**What to produce**
Repeat the material exactly, every line of it.

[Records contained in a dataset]

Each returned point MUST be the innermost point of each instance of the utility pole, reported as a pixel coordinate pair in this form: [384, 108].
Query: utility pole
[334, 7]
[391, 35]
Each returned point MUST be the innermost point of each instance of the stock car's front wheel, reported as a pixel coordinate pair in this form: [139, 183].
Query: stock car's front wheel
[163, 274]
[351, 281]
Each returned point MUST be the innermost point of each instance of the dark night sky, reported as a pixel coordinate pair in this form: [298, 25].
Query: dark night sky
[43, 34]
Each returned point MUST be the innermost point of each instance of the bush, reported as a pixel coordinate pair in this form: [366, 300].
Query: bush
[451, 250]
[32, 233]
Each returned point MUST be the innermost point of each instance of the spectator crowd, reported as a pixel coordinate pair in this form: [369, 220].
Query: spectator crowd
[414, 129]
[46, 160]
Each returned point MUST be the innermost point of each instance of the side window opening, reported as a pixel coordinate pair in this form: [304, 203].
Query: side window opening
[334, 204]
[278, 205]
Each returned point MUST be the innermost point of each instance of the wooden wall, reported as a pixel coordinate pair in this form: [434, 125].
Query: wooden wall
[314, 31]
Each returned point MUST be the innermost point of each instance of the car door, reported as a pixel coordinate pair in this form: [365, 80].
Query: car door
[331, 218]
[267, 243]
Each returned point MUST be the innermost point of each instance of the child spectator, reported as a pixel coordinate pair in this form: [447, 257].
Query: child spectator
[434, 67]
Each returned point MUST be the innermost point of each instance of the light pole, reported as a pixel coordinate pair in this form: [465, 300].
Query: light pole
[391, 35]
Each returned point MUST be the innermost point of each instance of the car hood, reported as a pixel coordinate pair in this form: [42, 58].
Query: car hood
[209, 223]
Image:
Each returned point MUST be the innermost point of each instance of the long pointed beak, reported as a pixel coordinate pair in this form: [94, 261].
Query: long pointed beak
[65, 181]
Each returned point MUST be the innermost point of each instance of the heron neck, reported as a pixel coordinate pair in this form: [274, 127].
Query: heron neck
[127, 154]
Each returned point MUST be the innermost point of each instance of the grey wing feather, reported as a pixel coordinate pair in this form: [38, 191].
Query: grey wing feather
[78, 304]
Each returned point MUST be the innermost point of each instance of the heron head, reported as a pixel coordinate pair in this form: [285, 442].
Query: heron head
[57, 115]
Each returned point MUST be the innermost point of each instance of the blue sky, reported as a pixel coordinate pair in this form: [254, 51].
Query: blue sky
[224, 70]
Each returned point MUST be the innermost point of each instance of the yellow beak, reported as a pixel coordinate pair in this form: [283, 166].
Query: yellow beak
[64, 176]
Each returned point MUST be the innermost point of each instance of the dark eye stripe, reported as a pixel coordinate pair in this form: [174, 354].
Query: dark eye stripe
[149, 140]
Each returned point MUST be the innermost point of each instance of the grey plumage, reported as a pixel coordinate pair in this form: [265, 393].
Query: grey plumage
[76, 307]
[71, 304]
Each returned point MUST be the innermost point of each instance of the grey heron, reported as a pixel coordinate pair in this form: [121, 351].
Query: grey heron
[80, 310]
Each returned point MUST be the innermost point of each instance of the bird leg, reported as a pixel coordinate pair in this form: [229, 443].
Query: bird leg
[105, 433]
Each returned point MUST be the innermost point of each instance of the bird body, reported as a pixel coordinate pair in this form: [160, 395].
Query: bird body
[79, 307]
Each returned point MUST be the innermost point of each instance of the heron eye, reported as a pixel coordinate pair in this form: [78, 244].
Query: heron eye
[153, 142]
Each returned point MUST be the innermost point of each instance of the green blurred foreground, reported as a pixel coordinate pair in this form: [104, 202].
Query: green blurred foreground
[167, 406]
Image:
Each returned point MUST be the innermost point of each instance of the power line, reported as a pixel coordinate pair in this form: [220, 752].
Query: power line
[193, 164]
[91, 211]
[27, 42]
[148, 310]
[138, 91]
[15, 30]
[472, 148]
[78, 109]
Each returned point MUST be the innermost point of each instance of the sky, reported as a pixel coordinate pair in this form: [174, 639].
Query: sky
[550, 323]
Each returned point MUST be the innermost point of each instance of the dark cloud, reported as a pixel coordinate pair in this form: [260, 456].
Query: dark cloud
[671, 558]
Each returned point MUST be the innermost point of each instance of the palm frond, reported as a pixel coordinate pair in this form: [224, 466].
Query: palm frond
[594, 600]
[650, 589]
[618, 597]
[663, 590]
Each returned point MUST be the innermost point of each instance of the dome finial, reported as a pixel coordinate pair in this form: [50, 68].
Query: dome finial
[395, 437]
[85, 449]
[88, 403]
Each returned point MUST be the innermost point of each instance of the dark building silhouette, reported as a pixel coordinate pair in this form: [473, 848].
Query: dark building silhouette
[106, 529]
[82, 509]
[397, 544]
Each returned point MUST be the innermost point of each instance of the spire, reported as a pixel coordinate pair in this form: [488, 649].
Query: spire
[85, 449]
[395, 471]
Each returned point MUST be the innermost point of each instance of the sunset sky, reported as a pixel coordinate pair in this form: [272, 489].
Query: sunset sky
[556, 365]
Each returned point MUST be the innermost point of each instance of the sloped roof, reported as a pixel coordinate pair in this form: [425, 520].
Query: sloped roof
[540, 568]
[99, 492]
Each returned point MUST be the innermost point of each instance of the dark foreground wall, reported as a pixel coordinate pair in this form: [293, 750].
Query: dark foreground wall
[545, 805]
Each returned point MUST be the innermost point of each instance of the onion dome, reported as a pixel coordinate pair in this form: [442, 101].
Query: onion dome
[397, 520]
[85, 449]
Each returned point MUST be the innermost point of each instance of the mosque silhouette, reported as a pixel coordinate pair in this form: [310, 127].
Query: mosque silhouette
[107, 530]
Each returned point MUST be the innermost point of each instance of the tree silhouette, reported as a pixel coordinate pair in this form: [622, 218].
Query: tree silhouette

**Output for this task**
Each returned point MUST be the innermost point of each instance of the utility pole, reported as a pixel coordinate pair in this form: [384, 108].
Query: utility pole
[334, 7]
[391, 35]
Each returned point MUST be the innermost point of each instance of the stock car's front wheel, reported as a pixel coordinate pair in this form: [139, 183].
Query: stock car's front wheel
[163, 274]
[351, 281]
Each returned point MUST be the innermost point of each instance of the dark night sky, reported as a pixel coordinate pair in this form: [298, 25].
Query: dark night sky
[43, 34]
Each returned point MUST be the innermost point of each instance of the bush, reported as a pixel coordinate pair in this form: [366, 300].
Query: bush
[451, 250]
[32, 233]
Each returned point MUST be the innermost point of each instance of the spectator crowd, reported as a pixel coordinate pair in this form: [369, 220].
Query: spectator crowd
[414, 129]
[46, 160]
Each returned point MUST be the innermost point of each instance of the side window opening, reported as a pixel coordinate pair in this form: [304, 203].
Query: side window opening
[334, 204]
[278, 205]
Each returned point MUST be the innermost point of each instance of the wooden wall, reported as a pixel coordinate pair in this form: [434, 125].
Query: wooden wall
[314, 31]
Each returned point MUST be the innermost point of each instance of the car door, reported as a pixel coordinate pair in this form: [365, 80].
Query: car door
[331, 218]
[267, 243]
Each returned point MUST be the innermost point of each instance of the child spectator, reported as a pixel coordinate pair in this form: [447, 257].
Query: child spectator
[434, 67]
Each returned point MUST be the innermost point of each instance of the light pole, reported as a pixel coordinate pair in this form: [465, 300].
Query: light pole
[391, 35]
Each returned point MUST be the innermost point of each instance of the car hood, reported as a pixel coordinate pair in this form: [42, 58].
Query: car hood
[209, 223]
Image:
Each returned point MUST be the innermost point of each instance of the long pointed beak, reported as a pixel coordinate pair in this form: [94, 261].
Query: long pointed beak
[65, 181]
Each returned point MUST be the innermost point of each instance of the heron neck, reported as a pixel coordinate pair in this form: [274, 127].
Query: heron neck
[127, 154]
Each returned point MUST be the innermost point of each instance of the grey wing feather, reported as a pixel coordinate pair in this form: [38, 191].
Query: grey wing feather
[78, 304]
Each returned point MUST be the innermost point of each instance of the heron head, reported as a pixel coordinate pair in this form: [285, 442].
Query: heron head
[57, 115]
Each returned point MUST be the innermost point of each instance of the blue sky, reported as a pixel coordinate pair in this form: [254, 51].
Query: blue sky
[224, 70]
Each returned point MUST be the innermost point of each instance of the yellow beak, reported as a pixel coordinate pair in this form: [283, 166].
Query: yellow beak
[64, 176]
Each returned point MUST be the innermost point of each instance of the dark eye stripe, reported as a pixel coordinate pair in this form: [174, 354].
Query: dark eye stripe
[149, 140]
Each returned point MUST be the innermost point of each instance of the grey plumage, reported as a pixel coordinate pair in this form: [265, 393].
Query: grey plumage
[76, 307]
[71, 304]
Each returned point MUST be the innermost point of each instance of the grey heron, reported as a pixel coordinate pair in this form: [121, 351].
Query: grey heron
[80, 310]
Each returned point MUST be the innermost point of each instance of the bird leg, reported as a pixel coordinate pair in this form: [229, 443].
Query: bird leg
[105, 433]
Each returned point MUST be the innermost point of each instance of the bird body, reported as a pixel coordinate pair in this form: [160, 395].
Query: bird body
[79, 307]
Each returned point MUST be the innermost point of each instance of the heron eye, reported as a pixel coordinate pair in this form: [78, 244].
Query: heron eye
[153, 142]
Each returned point MUST be the innermost point of each instance of the green blurred foreground, reported as a pixel coordinate pair in this form: [104, 202].
Query: green blurred foreground
[167, 406]
Image:
Each returned point MUST be the innermost point of each instance of the power line, reported as a pixel coordinate pair in this form: [220, 752].
Query: power line
[193, 164]
[91, 211]
[27, 42]
[148, 310]
[138, 91]
[15, 30]
[472, 148]
[78, 109]
Each returned point MUST be the innermost point of each instance of the sky, reported as a pixel coordinate pair in this form: [174, 639].
Query: sky
[550, 323]
Each returned point MUST be the innermost point of each instance of the dark cloud, reported as a pixel coordinate pair in this form: [260, 456].
Query: dark cloud
[671, 558]
Each returned point MUST be the innermost point of each instance of the palm frond, reported as a pixel coordinate pair in this form: [224, 466].
Query: palm frond
[594, 600]
[650, 589]
[618, 597]
[663, 590]
Each returned point MUST be the innermost point of each instance of the dome finial, reported as a pixel coordinate pair in this form: [50, 68].
Query: dome finial
[395, 437]
[85, 449]
[88, 403]
Each returned point MUST be the innermost point of each instance of the dark building silhouette, reported as a pixel coordinate pair in this form: [473, 848].
Query: dark building silhouette
[106, 529]
[82, 509]
[397, 544]
Each returned point MUST be the innermost point of each instance of the spire, reported as a pixel coordinate pair in this form: [488, 649].
Query: spire
[85, 449]
[395, 471]
Each returned point MUST be the innermost point of each instance of the sunset sky, reported as a pixel coordinate pair in this form: [272, 489].
Query: sunset sky
[556, 365]
Each returned point MUST be the innermost point of each instance of the sloped roof, reported as a pixel coordinate pair in this form: [425, 520].
Query: sloped roof
[540, 568]
[99, 492]
Each returned point MUST be the innermost point of each instance of the dark foreground wall, reported as a pixel coordinate pair in this form: [293, 750].
Query: dark foreground wall
[545, 805]
Each returned point MUST be the innermost point of each instance of the onion dome, reported as a pixel coordinate pair in this form: [442, 101].
Query: onion dome
[397, 520]
[85, 449]
Each returned point MUST be the innermost point of each instance of the mosque silhouette, reported as a pixel coordinate pair in this form: [310, 127].
Query: mosque silhouette
[107, 530]
Each returned point MUST be the innermost point of each instance of the tree silhouette, reported as a pixel coordinate pair in this form: [622, 218].
Query: tree silhouette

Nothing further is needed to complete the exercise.